= WHAT YOU NEED TO DO =
All the entries need to be duplicated exactly, with the pictures omitted.

= SOURCE INFORMATION =
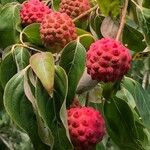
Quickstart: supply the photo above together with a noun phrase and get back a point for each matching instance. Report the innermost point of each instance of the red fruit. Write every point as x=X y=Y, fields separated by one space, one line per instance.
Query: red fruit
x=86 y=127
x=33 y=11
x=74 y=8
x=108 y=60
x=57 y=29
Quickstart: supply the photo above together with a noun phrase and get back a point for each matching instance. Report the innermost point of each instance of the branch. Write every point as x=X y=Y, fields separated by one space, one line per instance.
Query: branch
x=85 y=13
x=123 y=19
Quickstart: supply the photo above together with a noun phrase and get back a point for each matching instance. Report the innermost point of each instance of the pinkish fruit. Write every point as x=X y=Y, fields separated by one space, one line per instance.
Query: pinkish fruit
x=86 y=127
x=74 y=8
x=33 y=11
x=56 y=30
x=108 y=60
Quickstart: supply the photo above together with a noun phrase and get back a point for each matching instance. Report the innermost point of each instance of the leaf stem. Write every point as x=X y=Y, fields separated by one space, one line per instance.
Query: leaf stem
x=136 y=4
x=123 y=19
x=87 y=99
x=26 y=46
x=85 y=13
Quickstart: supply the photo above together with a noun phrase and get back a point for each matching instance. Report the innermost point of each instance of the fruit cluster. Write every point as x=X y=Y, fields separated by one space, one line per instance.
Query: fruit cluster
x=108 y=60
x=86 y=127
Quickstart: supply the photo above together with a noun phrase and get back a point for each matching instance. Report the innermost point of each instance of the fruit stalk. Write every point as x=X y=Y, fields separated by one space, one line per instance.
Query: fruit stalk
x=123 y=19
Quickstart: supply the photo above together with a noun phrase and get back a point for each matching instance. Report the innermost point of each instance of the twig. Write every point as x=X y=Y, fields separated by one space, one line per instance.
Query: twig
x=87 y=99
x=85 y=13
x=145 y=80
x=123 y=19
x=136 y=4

= EXERCISE RESULT =
Quickstart: supply the photo above together with a noun phrase and get back a point for each matching instance. Report the innermost point of each instance of the red fruit. Write every point as x=X y=Y, fields separated by one space, one line per instance.
Query: red fruit
x=86 y=127
x=33 y=11
x=74 y=8
x=108 y=60
x=57 y=29
Quickstart: supply the photo above together with a noun phrase and get back a point for each matching instance. Report the innermost point of each instance of the branch. Write every point as x=X y=Y, fields separated by one space, one line per instance.
Query: branch
x=85 y=13
x=123 y=19
Quickstart: supply the photo above together with a noun phrase and get back a point for each matching instance. Report the innermost point of each instance of the pinkish fruit. Write every point as x=X y=Y, fields separated by one space, one line per instance.
Query: pinkish fruit
x=86 y=127
x=74 y=8
x=33 y=11
x=56 y=30
x=108 y=60
Quickstart: supply the photo above together with a noun phrase and get back a point for each matching instance. Report the innermost point of each instance of the leaf stem. Write every point as x=X y=Y, fields separated by one space, one line per instance.
Query: leaf stem
x=136 y=4
x=123 y=19
x=87 y=99
x=26 y=46
x=85 y=13
Quickstart: supply the photo above together with a noun phrase and get back a point for each matching instance. Report the innermost point of each instance of the fruit cluster. Write every point as x=X y=Y, fields separated by one space, one line per instance.
Query: fruit cluster
x=108 y=60
x=86 y=127
Quickstart: supply the photo above together with a noun phrase and get back a point for each matching instance. Report the innermost point of each instance of the fruit stalk. Write every point as x=X y=Y, fields separated by one space, one line per instance.
Query: fruit stalk
x=123 y=19
Quickstart: supply the photo above together with a noun phrase and get back a point for each matching instance. Report the innermost point of each instance of the twig. Write every point as x=X y=Y, fields separated by one space, one line per instance.
Query: twig
x=87 y=99
x=85 y=13
x=145 y=80
x=123 y=19
x=136 y=4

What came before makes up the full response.